- **WHAT YOU ARE ASKED TO DO**: Reproduce word for word the passage of the optometrist interview below, from "Tell us a little" to "passion for Optometry.".

- **DOCUMENT SECTION**:
━━━━━━━━━━━━━━━━

Our 'Unconventional Optometrist' column is where we chat to optometrists who are a bit out of the ordinary! Do you know anyone who we should feature? Let us know!
Here's this month's Unconventional Optometrist. Megan Tu is an optometrist who works in primary and high schools in South-West Sydney. Read ahead to find out more - what an interesting optometrist she is!
Tell us a little bit about yourself and how you got into being a School Optometrist.
I graduated from UNSW School of Optometry and Vision Science at the end of 2011. Upon graduating I worked at a full-scope independent practice in regional NSW, which allowed me to freely explore different avenues of Optometry, such as behavioural optometry, contact lenses, sports vision and advanced optical dispensing. This was a fantastic experience to help me develop clinically and professionally, and helped shape my passion for Optometry.
Tell us about your typical day at work. Is it a full-time or part-time position?
On Monday to Fridays, I work in primary and high schools in South West Sydney, providing comprehensive eye examinations to students. In the evenings and on the weekends, my partner and I have recently opened an after-hours optometry clinic. I also work a couple hours a week at the UNSW Optometry clinic as a clinical supervisor for the paediatric clinic. Finally, I was a founding member and current Secretary for Young Optometrists NSW/ACT.
What are some benefits to working in your unique situation?
My work puts me into very different environments and allows me the opportunity to develop a good mix of clinical, teaching, networking and business administration and management skills. It keeps me on my toes and it means that I am never bored! Being a part of YO keeps me aware of our professional environment outside of the consultation room, and allows me the opportunity to actively contribute to shaping the future of Optometry.
What are some differences between what you do and a 'traditional' optometry job?
I am generally not in your typical consulting room, as the bulk of my consultations are in a mobile working environment. My own practice operates after-hours, which again is different from the usual 9-5 job, and can involve home visits as well. With a particular interest in behavioural optometry, the bulk of my patients are children and I am fortunate to be able to offer and develop my skills in areas such as vision therapy.
How did you get into this unique area of optometry?
I was passionate about paediatrics and behavioural optometry since my undergraduate degree, where (unlike most of my peers) paediatrics clinic was my favourite clinic! I did the Behavioural Optometry units of the UNSW Masters course and I have practiced in full-scope behavioural practices since graduating. I am a member of ACBO and continue to develop my interest by attending CPD conferences.
What advice would you give to other optometrists who also wish to pursue this type of optometry?
Keep an open mind, critically think about information that you’re given and keep on learning and improving yourself. Don’t just accept the status quo. Find your passion and pursue it.

━━━━━━━━━━━━━━━━

- **SOURCE MATERIAL**:
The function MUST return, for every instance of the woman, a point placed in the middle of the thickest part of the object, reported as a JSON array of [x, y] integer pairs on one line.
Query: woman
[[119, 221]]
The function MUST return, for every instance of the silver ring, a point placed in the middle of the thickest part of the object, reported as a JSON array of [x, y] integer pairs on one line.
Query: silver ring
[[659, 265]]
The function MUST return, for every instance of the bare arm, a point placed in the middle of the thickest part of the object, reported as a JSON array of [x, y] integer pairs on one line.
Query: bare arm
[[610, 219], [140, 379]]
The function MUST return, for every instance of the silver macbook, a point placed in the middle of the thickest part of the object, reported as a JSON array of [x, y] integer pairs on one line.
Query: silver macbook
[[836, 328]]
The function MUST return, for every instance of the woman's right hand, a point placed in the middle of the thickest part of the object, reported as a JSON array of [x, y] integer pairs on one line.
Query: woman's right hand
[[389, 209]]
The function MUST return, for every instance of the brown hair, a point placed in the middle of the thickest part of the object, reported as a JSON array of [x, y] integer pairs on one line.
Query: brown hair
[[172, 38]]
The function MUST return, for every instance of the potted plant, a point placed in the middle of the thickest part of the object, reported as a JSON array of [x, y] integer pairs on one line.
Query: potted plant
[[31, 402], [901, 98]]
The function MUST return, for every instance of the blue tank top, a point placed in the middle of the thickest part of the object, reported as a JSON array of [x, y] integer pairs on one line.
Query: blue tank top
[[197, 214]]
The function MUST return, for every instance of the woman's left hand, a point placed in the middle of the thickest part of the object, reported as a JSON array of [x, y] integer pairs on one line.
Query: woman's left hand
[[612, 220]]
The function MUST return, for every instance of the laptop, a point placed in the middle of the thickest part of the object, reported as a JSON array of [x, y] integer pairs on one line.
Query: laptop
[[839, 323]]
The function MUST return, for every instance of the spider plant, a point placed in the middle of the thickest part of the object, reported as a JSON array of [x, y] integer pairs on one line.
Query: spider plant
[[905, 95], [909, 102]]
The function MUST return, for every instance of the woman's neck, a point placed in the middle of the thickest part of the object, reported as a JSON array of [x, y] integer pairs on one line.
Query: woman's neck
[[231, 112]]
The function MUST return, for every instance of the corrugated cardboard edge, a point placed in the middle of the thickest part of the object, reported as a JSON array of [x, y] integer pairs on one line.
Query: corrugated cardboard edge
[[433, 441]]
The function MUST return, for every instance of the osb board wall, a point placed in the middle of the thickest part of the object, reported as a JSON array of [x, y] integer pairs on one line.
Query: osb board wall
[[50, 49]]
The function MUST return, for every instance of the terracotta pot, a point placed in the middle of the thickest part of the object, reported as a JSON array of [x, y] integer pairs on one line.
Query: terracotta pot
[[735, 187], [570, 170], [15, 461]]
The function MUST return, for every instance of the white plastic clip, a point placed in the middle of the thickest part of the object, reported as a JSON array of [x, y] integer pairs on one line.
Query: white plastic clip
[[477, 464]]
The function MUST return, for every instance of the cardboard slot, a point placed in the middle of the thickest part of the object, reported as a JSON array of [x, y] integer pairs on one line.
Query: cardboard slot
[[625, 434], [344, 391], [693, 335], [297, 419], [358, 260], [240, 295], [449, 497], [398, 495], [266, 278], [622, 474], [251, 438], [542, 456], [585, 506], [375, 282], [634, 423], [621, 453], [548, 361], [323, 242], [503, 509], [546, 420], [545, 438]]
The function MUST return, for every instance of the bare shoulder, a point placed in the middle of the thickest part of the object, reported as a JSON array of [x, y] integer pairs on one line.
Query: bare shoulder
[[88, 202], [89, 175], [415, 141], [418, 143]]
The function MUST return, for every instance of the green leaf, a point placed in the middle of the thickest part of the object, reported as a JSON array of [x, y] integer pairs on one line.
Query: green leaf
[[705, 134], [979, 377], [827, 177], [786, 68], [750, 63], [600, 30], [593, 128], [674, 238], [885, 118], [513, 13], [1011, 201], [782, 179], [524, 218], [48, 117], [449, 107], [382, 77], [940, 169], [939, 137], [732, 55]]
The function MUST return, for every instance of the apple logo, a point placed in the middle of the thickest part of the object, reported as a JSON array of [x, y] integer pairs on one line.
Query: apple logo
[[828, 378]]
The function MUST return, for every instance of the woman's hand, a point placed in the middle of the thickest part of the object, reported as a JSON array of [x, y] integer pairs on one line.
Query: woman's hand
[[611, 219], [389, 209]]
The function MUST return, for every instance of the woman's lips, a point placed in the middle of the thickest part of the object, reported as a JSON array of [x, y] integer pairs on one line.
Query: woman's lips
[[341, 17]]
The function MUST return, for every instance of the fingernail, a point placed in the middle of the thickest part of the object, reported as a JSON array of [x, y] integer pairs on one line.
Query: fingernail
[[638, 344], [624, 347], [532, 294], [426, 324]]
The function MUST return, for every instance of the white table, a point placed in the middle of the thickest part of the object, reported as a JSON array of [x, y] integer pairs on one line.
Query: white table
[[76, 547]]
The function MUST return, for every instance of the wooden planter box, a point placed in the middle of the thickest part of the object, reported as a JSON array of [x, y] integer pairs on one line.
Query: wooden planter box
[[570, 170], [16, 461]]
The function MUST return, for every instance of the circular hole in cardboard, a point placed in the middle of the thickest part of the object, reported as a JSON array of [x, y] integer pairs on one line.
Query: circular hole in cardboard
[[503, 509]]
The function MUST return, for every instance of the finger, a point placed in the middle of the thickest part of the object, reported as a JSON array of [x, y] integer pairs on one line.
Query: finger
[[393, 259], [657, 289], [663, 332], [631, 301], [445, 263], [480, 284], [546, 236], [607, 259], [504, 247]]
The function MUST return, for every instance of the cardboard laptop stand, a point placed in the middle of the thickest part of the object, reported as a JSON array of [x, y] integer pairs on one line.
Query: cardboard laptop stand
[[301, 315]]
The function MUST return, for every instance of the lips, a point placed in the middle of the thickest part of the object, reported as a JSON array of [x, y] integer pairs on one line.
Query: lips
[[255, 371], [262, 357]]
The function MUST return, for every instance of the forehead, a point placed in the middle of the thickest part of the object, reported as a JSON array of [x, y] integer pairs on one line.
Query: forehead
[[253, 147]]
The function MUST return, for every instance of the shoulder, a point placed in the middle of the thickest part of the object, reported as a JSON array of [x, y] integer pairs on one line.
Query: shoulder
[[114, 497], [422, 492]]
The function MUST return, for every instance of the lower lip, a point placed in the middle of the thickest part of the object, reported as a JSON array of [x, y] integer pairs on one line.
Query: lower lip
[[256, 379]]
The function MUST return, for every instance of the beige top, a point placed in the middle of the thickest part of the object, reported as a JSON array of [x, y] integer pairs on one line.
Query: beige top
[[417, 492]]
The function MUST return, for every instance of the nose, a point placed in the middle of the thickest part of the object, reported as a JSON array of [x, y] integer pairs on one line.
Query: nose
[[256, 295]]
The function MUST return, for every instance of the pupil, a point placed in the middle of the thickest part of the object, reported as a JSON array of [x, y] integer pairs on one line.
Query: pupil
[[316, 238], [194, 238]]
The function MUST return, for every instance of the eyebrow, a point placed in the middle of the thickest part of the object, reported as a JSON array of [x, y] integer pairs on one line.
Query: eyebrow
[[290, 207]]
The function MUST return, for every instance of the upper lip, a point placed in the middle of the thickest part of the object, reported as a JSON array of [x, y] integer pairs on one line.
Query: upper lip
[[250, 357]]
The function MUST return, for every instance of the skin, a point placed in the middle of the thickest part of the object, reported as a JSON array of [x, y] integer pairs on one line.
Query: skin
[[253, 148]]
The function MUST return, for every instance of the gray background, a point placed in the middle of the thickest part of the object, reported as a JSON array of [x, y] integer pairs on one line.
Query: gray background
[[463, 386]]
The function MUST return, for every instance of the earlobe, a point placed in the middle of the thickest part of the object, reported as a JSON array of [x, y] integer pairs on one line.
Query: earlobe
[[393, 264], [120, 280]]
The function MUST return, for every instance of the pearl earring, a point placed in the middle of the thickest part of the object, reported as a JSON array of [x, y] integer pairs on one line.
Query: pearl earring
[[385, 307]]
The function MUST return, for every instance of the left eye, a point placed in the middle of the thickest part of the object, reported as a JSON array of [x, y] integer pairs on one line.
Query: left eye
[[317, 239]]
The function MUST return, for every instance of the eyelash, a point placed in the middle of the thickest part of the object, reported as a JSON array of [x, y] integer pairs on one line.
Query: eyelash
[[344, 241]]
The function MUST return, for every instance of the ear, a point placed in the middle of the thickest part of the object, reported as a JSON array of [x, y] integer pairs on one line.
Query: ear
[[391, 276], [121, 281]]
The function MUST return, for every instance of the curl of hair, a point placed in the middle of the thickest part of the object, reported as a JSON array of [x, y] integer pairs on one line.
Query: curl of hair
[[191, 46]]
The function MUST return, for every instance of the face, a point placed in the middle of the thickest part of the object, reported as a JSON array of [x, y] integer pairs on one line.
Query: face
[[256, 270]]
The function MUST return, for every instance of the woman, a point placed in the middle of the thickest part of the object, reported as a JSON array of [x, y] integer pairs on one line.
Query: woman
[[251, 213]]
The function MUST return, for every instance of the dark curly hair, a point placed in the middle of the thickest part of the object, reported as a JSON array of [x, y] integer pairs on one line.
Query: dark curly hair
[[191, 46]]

━━━━━━━━━━━━━━━━

- **ANSWER BOX**:
Tell us a little bit about yourself and how you got into being a School Optometrist.
I graduated from UNSW School of Optometry and Vision Science at the end of 2011. Upon graduating I worked at a full-scope independent practice in regional NSW, which allowed me to freely explore different avenues of Optometry, such as behavioural optometry, contact lenses, sports vision and advanced optical dispensing. This was a fantastic experience to help me develop clinically and professionally, and helped shape my passion for Optometry.